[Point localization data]

[Start of Attachment]

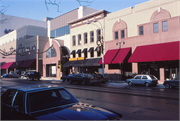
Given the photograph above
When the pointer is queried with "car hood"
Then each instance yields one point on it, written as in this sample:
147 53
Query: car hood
78 111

[End of Attachment]

Work instruction: The data above is to be printed exactly, all of it, except for the pictures.

Task answer:
Given the photograph above
When the pointer is queried with "car hood"
Then each instance yields one point on it, written as in this sample:
147 53
Query: car hood
78 111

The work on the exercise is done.